(Your objective): Give back the entries that follow exactly as written. Any picture gets left out.

(Extracted information):
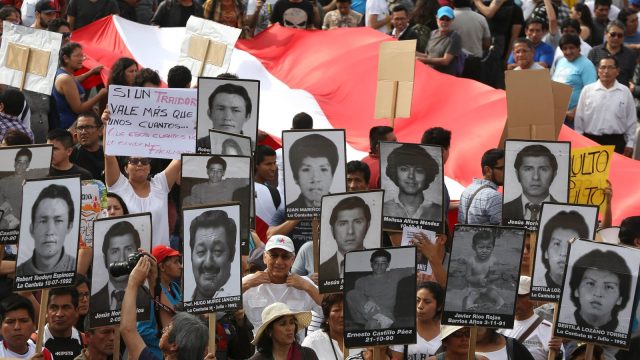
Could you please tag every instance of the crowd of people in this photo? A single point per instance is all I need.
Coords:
(591, 46)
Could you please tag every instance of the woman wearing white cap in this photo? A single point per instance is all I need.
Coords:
(276, 337)
(455, 340)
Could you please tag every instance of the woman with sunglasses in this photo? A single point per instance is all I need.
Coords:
(139, 191)
(67, 91)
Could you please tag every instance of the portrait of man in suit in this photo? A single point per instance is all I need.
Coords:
(536, 168)
(349, 221)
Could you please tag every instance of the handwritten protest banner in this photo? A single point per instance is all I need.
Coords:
(589, 174)
(151, 122)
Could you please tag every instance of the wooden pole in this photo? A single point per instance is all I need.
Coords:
(212, 333)
(552, 353)
(473, 336)
(42, 318)
(116, 344)
(24, 69)
(316, 243)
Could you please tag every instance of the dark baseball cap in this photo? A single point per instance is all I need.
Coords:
(44, 6)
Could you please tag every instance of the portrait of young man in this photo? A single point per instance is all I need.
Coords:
(536, 172)
(226, 105)
(49, 241)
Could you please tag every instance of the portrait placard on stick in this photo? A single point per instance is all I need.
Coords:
(29, 57)
(94, 205)
(212, 269)
(380, 297)
(534, 171)
(211, 179)
(227, 105)
(589, 173)
(348, 222)
(314, 166)
(115, 253)
(48, 245)
(482, 280)
(207, 47)
(151, 122)
(559, 223)
(224, 143)
(412, 177)
(598, 293)
(17, 164)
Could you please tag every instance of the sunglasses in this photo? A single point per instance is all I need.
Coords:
(139, 161)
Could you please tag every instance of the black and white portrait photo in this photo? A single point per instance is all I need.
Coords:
(412, 178)
(224, 143)
(115, 253)
(598, 293)
(212, 259)
(534, 172)
(379, 290)
(348, 222)
(17, 164)
(559, 223)
(226, 105)
(483, 275)
(314, 166)
(48, 245)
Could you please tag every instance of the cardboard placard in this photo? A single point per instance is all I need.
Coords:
(151, 122)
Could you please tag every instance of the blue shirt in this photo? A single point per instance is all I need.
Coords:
(543, 53)
(577, 74)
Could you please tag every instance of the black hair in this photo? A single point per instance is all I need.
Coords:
(215, 219)
(302, 121)
(121, 228)
(61, 135)
(215, 159)
(535, 150)
(67, 50)
(377, 134)
(125, 210)
(354, 166)
(328, 300)
(483, 235)
(312, 146)
(15, 302)
(24, 152)
(380, 253)
(595, 260)
(13, 101)
(491, 157)
(437, 292)
(570, 220)
(91, 115)
(569, 39)
(349, 203)
(16, 137)
(147, 75)
(261, 152)
(54, 191)
(437, 136)
(233, 89)
(629, 230)
(179, 77)
(69, 290)
(413, 155)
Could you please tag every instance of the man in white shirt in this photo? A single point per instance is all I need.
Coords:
(606, 110)
(530, 329)
(377, 15)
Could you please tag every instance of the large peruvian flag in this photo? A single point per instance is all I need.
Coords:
(332, 76)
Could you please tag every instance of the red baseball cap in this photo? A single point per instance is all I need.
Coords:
(161, 252)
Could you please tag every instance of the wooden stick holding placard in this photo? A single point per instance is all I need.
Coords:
(473, 336)
(42, 318)
(212, 333)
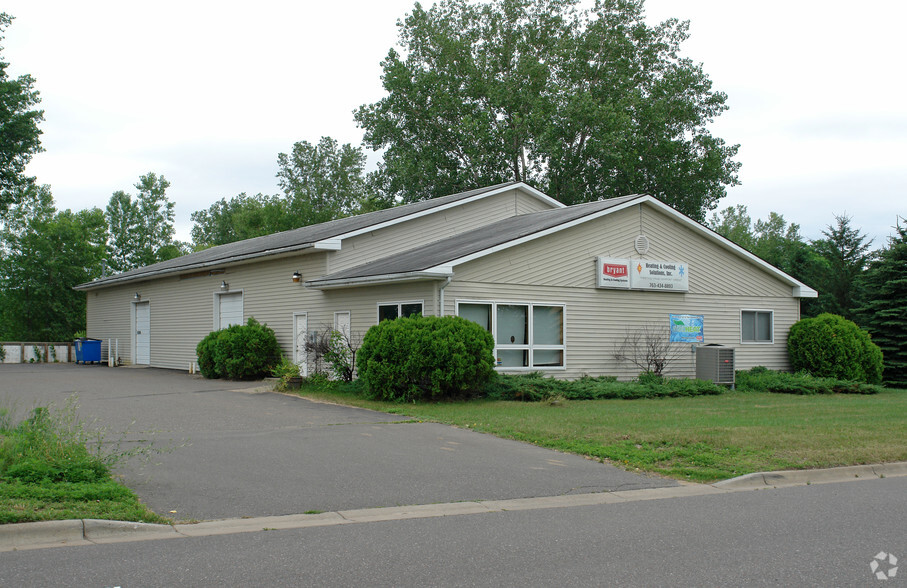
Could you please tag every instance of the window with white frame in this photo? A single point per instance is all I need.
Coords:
(756, 326)
(392, 310)
(228, 310)
(526, 335)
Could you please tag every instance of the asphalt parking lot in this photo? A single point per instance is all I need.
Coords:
(232, 449)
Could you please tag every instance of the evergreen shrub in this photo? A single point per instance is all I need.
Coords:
(761, 379)
(830, 346)
(425, 358)
(536, 386)
(239, 352)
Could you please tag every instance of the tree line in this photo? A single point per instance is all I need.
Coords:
(585, 104)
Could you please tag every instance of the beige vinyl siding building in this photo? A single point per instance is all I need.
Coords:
(507, 256)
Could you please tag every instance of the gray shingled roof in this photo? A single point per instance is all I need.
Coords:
(458, 246)
(283, 242)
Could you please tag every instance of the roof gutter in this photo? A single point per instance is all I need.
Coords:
(123, 279)
(374, 280)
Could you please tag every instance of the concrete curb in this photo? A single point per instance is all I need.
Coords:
(804, 477)
(93, 531)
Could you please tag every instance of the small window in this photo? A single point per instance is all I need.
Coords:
(756, 326)
(392, 310)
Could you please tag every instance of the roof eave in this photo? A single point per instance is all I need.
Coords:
(378, 279)
(120, 280)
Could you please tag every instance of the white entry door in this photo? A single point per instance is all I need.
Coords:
(143, 333)
(300, 334)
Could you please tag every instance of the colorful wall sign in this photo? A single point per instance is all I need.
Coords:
(613, 273)
(686, 328)
(642, 274)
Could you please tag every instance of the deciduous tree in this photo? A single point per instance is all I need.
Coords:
(320, 183)
(584, 104)
(45, 253)
(19, 132)
(141, 229)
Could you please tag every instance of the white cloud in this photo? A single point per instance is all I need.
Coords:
(207, 93)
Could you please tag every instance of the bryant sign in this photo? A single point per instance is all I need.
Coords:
(642, 274)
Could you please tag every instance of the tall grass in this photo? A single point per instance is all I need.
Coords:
(53, 466)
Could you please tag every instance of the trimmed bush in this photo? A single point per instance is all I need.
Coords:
(425, 358)
(761, 379)
(536, 386)
(830, 346)
(239, 352)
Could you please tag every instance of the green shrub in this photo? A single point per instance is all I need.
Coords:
(239, 352)
(535, 386)
(205, 351)
(830, 346)
(761, 379)
(417, 358)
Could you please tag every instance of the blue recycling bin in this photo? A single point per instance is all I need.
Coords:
(88, 350)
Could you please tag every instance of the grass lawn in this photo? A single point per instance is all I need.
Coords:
(701, 439)
(47, 472)
(21, 503)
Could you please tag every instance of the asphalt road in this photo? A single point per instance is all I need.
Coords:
(233, 452)
(818, 535)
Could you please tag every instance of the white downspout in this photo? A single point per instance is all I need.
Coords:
(441, 295)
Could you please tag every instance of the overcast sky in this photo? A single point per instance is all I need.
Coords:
(208, 93)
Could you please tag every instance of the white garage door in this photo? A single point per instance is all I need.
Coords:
(143, 333)
(230, 309)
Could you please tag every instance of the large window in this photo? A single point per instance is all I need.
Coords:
(392, 310)
(756, 326)
(526, 335)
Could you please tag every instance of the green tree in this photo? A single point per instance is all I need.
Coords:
(141, 229)
(241, 217)
(585, 104)
(845, 254)
(775, 241)
(885, 311)
(320, 183)
(19, 132)
(45, 253)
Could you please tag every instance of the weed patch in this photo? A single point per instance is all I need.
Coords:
(48, 471)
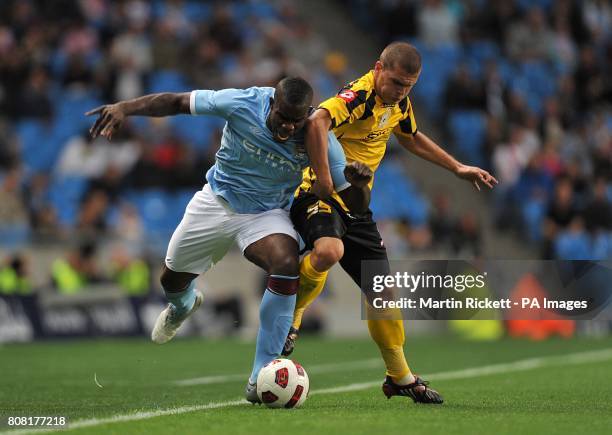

(Answer section):
Could you please tag every instance of the crowd of people in this photo? A single point per instance is all I need.
Coords:
(591, 46)
Could you please tag every instance of the woman wearing white cap in this photo? A single point per instance is all I need.
Coords:
(276, 337)
(455, 340)
Could you please tag every instance of the woman with sunglasses in this photo? A single point per instance is all I need.
Coords:
(139, 191)
(67, 91)
Could you please tag every instance of the portrait of man in suit in this photo? A single point per instance is all I need.
Coords:
(536, 168)
(349, 221)
Could you please tag every instance of the handwritten protest banner in this photo? A single point per instance is all I need.
Coords:
(589, 174)
(151, 122)
Could you please tag every instance of the wooden pole in this photo? A single point per instance is all I need.
Coords:
(212, 333)
(552, 353)
(473, 336)
(42, 318)
(116, 344)
(24, 69)
(316, 243)
Could you please tag every instance of the dark baseball cap in this photo? A single point per instance is all I need.
Coords:
(44, 6)
Could you please tag every instance of the portrait of young man in this photo? A single point per instance is all I need.
Coords:
(536, 172)
(226, 105)
(49, 241)
Could you please tag every instance of the portrait placard on stick in this photo? A single point per instance is all I need.
Coords:
(29, 57)
(94, 205)
(212, 269)
(380, 297)
(534, 171)
(211, 179)
(227, 105)
(589, 173)
(348, 222)
(314, 166)
(115, 253)
(48, 245)
(482, 280)
(207, 47)
(151, 122)
(559, 223)
(224, 143)
(412, 177)
(598, 293)
(17, 164)
Could you please tag every instance of the sunglasses in this photo? A single point per instance is all I need.
Coords:
(139, 161)
Could you please tag every instance of the black and white portrait photo in this photo? A single point per instance is all I need.
Coords:
(412, 178)
(224, 143)
(115, 253)
(598, 293)
(212, 259)
(534, 172)
(379, 290)
(348, 222)
(17, 164)
(559, 223)
(226, 105)
(483, 275)
(314, 166)
(48, 245)
Could you please tag every instance of the cardboard placard in this photo? A single point per instance is all I need.
Coords:
(151, 122)
Could you please tag every instance of the blue shirt in this photo? A single point per instance is all I need.
Coords:
(543, 53)
(577, 74)
Could you please tag every instance of the black hair in this photo? A single point per instance is all I need.
Coords:
(215, 219)
(302, 121)
(121, 228)
(61, 135)
(215, 159)
(535, 150)
(67, 50)
(377, 134)
(125, 210)
(354, 166)
(328, 300)
(483, 235)
(312, 146)
(15, 302)
(24, 152)
(380, 253)
(595, 260)
(13, 101)
(491, 157)
(437, 292)
(570, 220)
(91, 115)
(569, 39)
(349, 203)
(16, 137)
(147, 75)
(261, 152)
(54, 191)
(437, 136)
(233, 89)
(629, 230)
(179, 77)
(69, 290)
(413, 155)
Could you please tag every instance of the man in white shirt in this photo? A single point per instance is all I need.
Coords:
(606, 110)
(530, 329)
(377, 15)
Could you please tag every instance of the large peruvian flag in this photo? A single point per instance is all I need.
Coords:
(332, 76)
Could you please tag every instance of the red baseball cap in this photo? A single point per instance is all I need.
Coords:
(161, 252)
Could you please tag every instance of the wooden stick holding placard in this photo? A single point per instance is all I need.
Coords:
(473, 336)
(42, 318)
(212, 333)
Could you please tag every instance of the window with white frame in this photo? A single point per instance is all I need.
Coords:
(756, 326)
(392, 310)
(228, 310)
(526, 335)
Could you please tag every instance of the asphalt parking lot in this photo? A single point per instance is all I need.
Coords:
(232, 449)
Could you please tag every instance of the evergreen shrub in this photo? A single point per instance is all I need.
Coords:
(761, 379)
(830, 346)
(425, 358)
(536, 386)
(239, 352)
Could you please tag every instance of the tree line in this photo? A single point per instance is all I need.
Coords:
(585, 104)
Could you please tag every instance of the beige vinyl siding building in this photo? A single point per instance is all I need.
Coords:
(507, 256)
Could you please tag every instance of the gray shingled roof in this photo? A single point per instance is all I need.
Coords:
(458, 246)
(283, 242)
Could you please tag every instance of the roof gutter in this photo? A single point per instance is all I need.
Coords:
(123, 279)
(374, 280)
Could you please tag every instance of the concrete curb in this photo? A single point per instance is all I need.
Coords:
(804, 477)
(93, 531)
Could you please tag every instance of the small window in this photo? A single point per instance is all I need.
Coords:
(756, 326)
(392, 310)
Could you please tag every instance of the roof eave in this photo? A single point per instance is all I need.
Coords:
(378, 279)
(120, 280)
Could you please tag every instance of the white entry door in this photo? A single point per instance is all I need.
Coords:
(143, 333)
(300, 334)
Could you please tag every instance of the colorful wall sign in this photo? A single point per instance is all I need.
Coords:
(613, 273)
(686, 328)
(642, 274)
Could you please tag every instance of the deciduous tree in this photo? A single point per instance is all I need.
Coords:
(320, 183)
(584, 104)
(45, 253)
(19, 132)
(141, 229)
Could you please tag every instance of the white cloud in this photo? A single point per instance is all I need.
Coords:
(207, 93)
Could you please tag every instance of the bryant sign in this photo? A single point per instance is all I need.
Coords:
(642, 274)
Could you please tag every instance of the tall grass in this photo? A single point per instance is all I need.
Coords:
(53, 466)
Could you please tag every instance of the trimmed bush in this photo? A single point per instance is all I need.
Coords:
(425, 358)
(761, 379)
(536, 386)
(830, 346)
(239, 352)
Could you please tag every instance of the green shrub in this photo? A single point per instance is all I need.
Coords:
(239, 352)
(535, 386)
(205, 351)
(830, 346)
(761, 379)
(417, 358)
Could you please tag every instance of the blue recycling bin in this photo? A single point per instance is all I need.
Coords:
(88, 350)
Could you please tag every instance of the grass lawn in this photo? A single point per instance is all I need.
Coords:
(701, 439)
(47, 472)
(21, 503)
Could you please tag every instance of the asphalt road in this photo? A single point per instance is all I need.
Coords:
(233, 452)
(818, 535)
Could you please tag every instance of the white downspout in this photo? A single point per instance is all I need.
Coords:
(441, 295)
Could you please tag every instance of the overcast sky in this photo? A single point per instance is all I need.
Coords:
(208, 93)
Could you please tag every instance of the white garage door in this photo? A single point per instance is all I need.
Coords:
(143, 333)
(230, 309)
Could you please tag every instance of the large window in this photo? A single point per instance is all I need.
Coords:
(392, 310)
(756, 326)
(526, 335)
Could you please tag every instance of the green tree in this photo? A single point per instance is all I need.
Coords:
(141, 229)
(241, 217)
(585, 104)
(845, 254)
(775, 241)
(885, 311)
(320, 183)
(19, 132)
(45, 253)
Could you please tag every instance of the weed patch in this photo? A single point per instance is all I need.
Coords:
(48, 471)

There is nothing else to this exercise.